» Information supplied:

┌────────

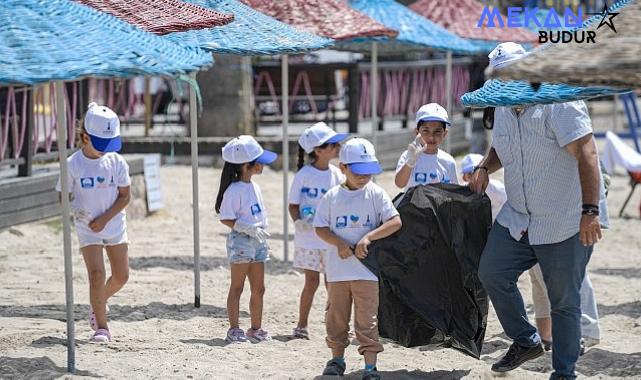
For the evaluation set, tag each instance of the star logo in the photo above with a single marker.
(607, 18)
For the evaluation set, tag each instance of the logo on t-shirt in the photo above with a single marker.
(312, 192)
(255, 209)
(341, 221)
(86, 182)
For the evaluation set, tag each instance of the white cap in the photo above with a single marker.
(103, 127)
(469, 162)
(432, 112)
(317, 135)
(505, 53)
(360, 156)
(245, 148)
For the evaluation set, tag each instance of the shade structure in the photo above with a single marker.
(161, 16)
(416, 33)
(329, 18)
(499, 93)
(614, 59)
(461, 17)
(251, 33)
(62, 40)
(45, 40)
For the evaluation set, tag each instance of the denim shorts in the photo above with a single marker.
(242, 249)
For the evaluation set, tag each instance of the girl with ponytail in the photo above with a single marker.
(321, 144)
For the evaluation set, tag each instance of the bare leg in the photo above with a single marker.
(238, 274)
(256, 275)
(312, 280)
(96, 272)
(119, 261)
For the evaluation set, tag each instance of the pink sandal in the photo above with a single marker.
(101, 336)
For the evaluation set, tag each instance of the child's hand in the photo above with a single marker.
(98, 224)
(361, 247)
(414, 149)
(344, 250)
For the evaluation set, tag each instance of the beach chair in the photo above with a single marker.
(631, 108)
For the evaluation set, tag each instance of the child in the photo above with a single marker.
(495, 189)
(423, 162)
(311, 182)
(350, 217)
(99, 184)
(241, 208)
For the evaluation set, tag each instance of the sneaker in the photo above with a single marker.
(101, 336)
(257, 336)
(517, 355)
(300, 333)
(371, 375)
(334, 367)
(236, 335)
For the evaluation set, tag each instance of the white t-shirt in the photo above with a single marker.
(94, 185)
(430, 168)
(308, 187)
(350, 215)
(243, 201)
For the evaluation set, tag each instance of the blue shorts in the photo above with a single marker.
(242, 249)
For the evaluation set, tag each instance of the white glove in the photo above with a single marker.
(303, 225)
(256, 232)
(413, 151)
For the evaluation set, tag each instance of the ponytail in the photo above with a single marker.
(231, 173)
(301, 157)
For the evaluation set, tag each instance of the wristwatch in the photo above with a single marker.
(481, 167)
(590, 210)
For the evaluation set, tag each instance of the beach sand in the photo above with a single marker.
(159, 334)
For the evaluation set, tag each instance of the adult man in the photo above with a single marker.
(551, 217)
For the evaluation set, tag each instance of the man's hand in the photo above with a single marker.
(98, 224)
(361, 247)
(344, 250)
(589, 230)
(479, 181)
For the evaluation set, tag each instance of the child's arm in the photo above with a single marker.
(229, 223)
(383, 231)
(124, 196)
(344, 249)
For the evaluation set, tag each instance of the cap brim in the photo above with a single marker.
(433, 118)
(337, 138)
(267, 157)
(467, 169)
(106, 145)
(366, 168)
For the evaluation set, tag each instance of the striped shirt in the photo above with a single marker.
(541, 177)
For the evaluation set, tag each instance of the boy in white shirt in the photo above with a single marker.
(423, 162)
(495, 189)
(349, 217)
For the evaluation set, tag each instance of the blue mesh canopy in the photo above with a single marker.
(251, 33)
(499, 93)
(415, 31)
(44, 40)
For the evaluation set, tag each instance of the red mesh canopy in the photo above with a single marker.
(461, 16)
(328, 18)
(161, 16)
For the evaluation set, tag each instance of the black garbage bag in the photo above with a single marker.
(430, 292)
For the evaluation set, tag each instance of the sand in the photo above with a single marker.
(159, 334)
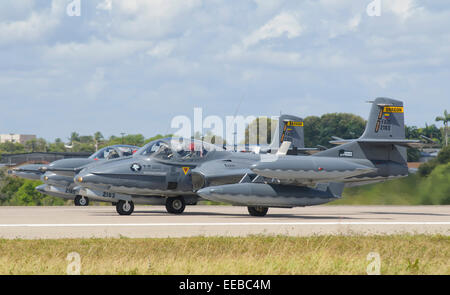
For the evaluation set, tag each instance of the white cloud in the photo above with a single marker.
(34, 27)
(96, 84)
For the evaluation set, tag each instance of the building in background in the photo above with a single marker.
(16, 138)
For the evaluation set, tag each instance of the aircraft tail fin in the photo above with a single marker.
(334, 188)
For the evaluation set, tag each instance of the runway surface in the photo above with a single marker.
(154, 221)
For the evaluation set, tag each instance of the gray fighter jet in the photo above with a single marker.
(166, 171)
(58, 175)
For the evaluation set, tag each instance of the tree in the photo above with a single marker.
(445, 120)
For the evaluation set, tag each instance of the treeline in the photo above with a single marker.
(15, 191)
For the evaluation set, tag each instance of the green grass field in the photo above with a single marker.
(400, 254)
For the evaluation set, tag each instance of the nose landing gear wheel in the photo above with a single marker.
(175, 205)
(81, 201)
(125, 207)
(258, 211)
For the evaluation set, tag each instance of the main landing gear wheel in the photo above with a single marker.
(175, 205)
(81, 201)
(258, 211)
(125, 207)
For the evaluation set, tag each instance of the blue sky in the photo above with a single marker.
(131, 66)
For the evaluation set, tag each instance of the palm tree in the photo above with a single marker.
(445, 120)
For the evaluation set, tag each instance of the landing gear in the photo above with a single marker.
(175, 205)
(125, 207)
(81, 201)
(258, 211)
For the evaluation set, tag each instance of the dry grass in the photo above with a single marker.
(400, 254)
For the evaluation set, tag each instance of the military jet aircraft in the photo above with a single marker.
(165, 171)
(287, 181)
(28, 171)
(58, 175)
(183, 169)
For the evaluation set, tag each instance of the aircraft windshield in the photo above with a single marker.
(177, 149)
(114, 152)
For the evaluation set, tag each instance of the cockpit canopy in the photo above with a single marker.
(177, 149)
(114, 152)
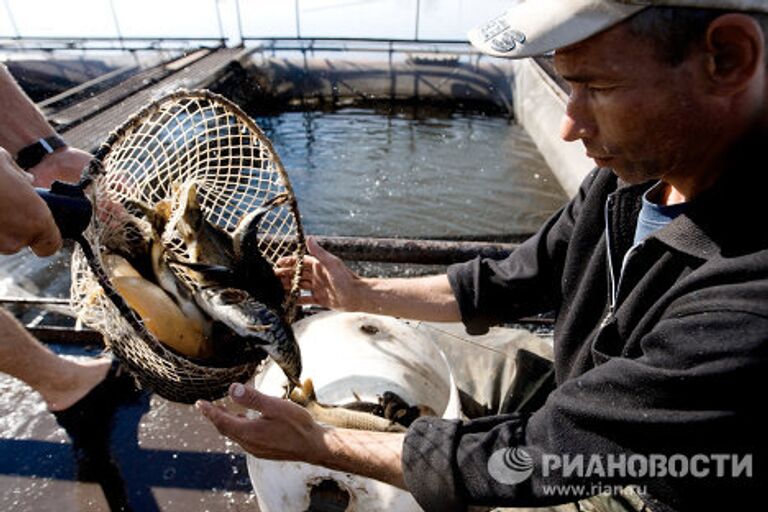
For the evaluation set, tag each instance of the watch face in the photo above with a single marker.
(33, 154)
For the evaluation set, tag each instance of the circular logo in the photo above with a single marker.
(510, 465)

└────────

» Task to carry out:
Transcribe all of the material exactly, leaving out whatever pictures it contains.

» Solution for this exercise:
For the evaluation set, tag each instance of the star logo in the photo above with a single marker.
(607, 18)
For the evaluation set, tag each instance of the logo on t-shirt in the photo above with a single marker.
(312, 192)
(255, 209)
(341, 221)
(86, 182)
For the evaluation set, tag each instance of the white cap in the photo above with a single marker.
(103, 127)
(469, 162)
(432, 112)
(317, 135)
(505, 53)
(360, 156)
(245, 148)
For the evaluation set, tag each instance of the shade structure in the photo above with a single marker.
(161, 16)
(416, 33)
(329, 18)
(499, 93)
(614, 59)
(461, 17)
(251, 33)
(62, 40)
(45, 40)
For the evaluation set, tag each instance of the denim shorts in the photo above with a single marker.
(242, 249)
For the evaluation set, tag each instance of the girl with ponytail in the photo above with a single marker.
(321, 144)
For the evaluation set, tag each instance of the bare leg in the photo above with a single marker.
(238, 274)
(256, 275)
(312, 280)
(96, 272)
(119, 261)
For the evaluation set, tag each instance of the pink sandal in the photo above with a single marker.
(101, 336)
For the evaluation set, tag each instance of the child's hand in the photo above with a single marker.
(98, 224)
(361, 247)
(414, 149)
(344, 250)
For the evaluation set, tag each instance of the beach chair in the photo above with a single marker.
(631, 108)
For the evaluation set, tag each instance of the child in the photo above with a single marker.
(495, 189)
(423, 162)
(311, 182)
(350, 217)
(99, 184)
(241, 208)
For the evaluation set, tag each instance of the sneaker in the photo above with a single marker.
(101, 336)
(257, 336)
(517, 355)
(300, 333)
(371, 375)
(334, 367)
(236, 335)
For the evaluation set, tag each instance of the white t-shirt in the photo above with a single marker.
(94, 185)
(430, 168)
(308, 187)
(350, 215)
(243, 201)
For the evaluation set, tag each instance of the blue shorts in the photo above with a single marker.
(242, 249)
For the evaluation set, tag each instance of the white glove in the photo above with a single marker.
(303, 225)
(256, 232)
(413, 151)
For the evaluation set, tag each instance of the ponytail in the photo above with a single marker.
(231, 173)
(301, 157)
For the evaluation set, tag each instance of the wristwatch in the photo above with a single marker.
(481, 167)
(590, 210)
For the evaluation set, tag each instance of the beach sand in the photo above with a single marker.
(159, 334)
For the evaluation set, tag each instance of the adult man in the photo above with a single marker.
(551, 217)
For the evaluation set, tag each instance of the man's hand in the photo above with a single marker.
(98, 224)
(361, 247)
(344, 250)
(589, 230)
(479, 181)
For the evaluation set, tag each instance of the child's arm in the photo above with a single marker.
(229, 223)
(383, 231)
(124, 196)
(344, 249)
For the evaluation set, tag each instance of the cap brim in the photo above with a single marker.
(433, 118)
(337, 138)
(267, 157)
(467, 169)
(106, 145)
(366, 168)
For the evaluation set, tag each instance of the striped shirt in the photo above with a single marker.
(541, 177)
For the evaluation set, tag each instance of the boy in white shirt in the photo above with a single marker.
(423, 162)
(495, 189)
(349, 217)
For the evaluation set, tag each instance of the blue mesh canopy in the photo above with a single marker.
(251, 33)
(499, 93)
(415, 31)
(44, 40)
For the evaluation set, tag each instance of the red mesh canopy in the photo above with a single marker.
(461, 16)
(328, 18)
(161, 16)
For the evaluation set, tag each instance of the black garbage bag in the photo above with a single marker.
(430, 292)
For the evaluation set, tag each instance of the sand in the photo above with a single marker.
(159, 334)
For the evaluation set, tag each instance of the white cloud in the photo above with a single marker.
(34, 27)
(96, 84)
For the evaluation set, tag each instance of the building in background in the photo above with a single marker.
(16, 138)
For the evaluation set, tag each instance of the aircraft tail fin in the photo above with a single marker.
(334, 188)
For the evaluation set, tag each instance of the runway surface in the photo above with a single marker.
(154, 221)
For the evaluation set, tag each instance of the gray fighter jet in the photo above with a single marker.
(166, 171)
(58, 175)
For the evaluation set, tag each instance of the tree in the photo above with a single marker.
(445, 120)
For the evaluation set, tag each instance of the treeline in the photo above with a single marker.
(15, 191)
For the evaluation set, tag each instance of the green grass field in the photo above with a single marker.
(400, 254)
For the evaluation set, tag each instance of the nose landing gear wheel in the photo above with a single marker.
(175, 205)
(81, 201)
(125, 207)
(258, 211)
For the evaluation set, tag each instance of the main landing gear wheel in the photo above with a single marker.
(175, 205)
(81, 201)
(258, 211)
(125, 207)
For the evaluation set, tag each instance of the blue sky in the photo above with a single marker.
(131, 66)
For the evaluation set, tag each instance of the palm tree in the photo above with a single marker.
(445, 120)
For the evaluation set, tag each instance of the landing gear in the photo above with a single marker.
(175, 205)
(125, 207)
(81, 201)
(258, 211)
For the evaluation set, tag each instance of the dry grass in the photo above with a single marker.
(400, 254)
For the evaluation set, tag each instance of the military jet aircraft in the photo above with a single marker.
(165, 171)
(287, 181)
(28, 171)
(58, 175)
(183, 169)
For the evaluation set, tag each instance of the aircraft windshield in the photo above with a single marker.
(177, 149)
(114, 152)
For the evaluation set, tag each instance of the cockpit canopy in the photo above with a single marker.
(177, 149)
(114, 152)
For the evaluation set, tag each instance of the watch face in the photo above with a single marker.
(33, 154)
For the evaluation set, tag each instance of the circular logo in the photo above with a single marker.
(510, 465)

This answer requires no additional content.